Find the word "field" in the listing. Copy out each line where it occurs.

-- Entries shown --
>>>>>
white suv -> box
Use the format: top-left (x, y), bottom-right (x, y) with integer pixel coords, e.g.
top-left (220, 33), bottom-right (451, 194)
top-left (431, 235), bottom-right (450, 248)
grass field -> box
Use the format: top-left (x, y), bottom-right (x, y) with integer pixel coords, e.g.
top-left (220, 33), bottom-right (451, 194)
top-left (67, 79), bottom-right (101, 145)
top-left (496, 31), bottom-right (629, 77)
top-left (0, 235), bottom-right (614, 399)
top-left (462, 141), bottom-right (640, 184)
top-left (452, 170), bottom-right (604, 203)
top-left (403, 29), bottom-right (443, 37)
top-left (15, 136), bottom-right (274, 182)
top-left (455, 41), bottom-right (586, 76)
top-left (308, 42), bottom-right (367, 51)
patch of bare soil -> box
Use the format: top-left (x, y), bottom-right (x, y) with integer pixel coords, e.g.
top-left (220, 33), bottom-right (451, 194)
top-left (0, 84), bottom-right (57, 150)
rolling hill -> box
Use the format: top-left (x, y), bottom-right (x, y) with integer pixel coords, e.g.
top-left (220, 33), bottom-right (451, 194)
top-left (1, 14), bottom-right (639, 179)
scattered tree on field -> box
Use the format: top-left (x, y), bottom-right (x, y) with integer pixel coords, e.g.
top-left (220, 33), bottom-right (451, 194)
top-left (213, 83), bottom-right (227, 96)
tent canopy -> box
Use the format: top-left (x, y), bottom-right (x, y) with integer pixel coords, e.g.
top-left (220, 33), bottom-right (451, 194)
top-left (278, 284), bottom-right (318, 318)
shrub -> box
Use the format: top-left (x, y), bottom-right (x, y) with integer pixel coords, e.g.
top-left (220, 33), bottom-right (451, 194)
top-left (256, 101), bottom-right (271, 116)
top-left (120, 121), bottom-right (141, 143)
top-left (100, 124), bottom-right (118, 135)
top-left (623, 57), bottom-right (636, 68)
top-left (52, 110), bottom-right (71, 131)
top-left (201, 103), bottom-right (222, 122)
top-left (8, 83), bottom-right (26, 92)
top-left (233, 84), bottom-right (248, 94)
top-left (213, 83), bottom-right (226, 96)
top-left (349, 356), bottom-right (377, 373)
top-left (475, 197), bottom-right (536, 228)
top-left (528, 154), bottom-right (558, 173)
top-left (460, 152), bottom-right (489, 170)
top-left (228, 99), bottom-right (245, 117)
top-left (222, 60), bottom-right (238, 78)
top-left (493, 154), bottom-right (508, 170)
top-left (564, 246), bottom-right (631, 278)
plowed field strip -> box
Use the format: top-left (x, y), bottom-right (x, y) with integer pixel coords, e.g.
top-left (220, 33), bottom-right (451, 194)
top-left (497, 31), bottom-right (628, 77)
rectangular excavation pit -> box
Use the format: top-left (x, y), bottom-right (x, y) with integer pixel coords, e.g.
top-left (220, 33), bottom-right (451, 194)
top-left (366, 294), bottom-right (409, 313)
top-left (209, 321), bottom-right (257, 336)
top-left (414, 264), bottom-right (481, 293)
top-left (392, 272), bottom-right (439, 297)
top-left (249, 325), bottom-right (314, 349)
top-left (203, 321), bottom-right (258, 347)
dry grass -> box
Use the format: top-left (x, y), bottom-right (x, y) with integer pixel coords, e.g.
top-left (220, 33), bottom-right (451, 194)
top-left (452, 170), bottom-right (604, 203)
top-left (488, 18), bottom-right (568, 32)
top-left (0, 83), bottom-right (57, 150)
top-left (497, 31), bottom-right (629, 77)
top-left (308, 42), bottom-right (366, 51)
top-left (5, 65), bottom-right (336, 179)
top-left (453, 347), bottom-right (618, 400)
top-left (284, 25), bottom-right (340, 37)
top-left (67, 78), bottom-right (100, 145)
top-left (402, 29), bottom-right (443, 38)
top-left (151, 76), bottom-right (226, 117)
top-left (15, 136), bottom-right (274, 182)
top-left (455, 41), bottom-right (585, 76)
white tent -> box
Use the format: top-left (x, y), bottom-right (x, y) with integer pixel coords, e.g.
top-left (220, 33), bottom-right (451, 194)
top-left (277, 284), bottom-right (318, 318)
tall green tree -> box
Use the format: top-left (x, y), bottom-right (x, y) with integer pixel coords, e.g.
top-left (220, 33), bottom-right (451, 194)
<<<<<
-- Answer for this exercise --
grass field -> box
scattered tree on field -> box
plowed field strip -> box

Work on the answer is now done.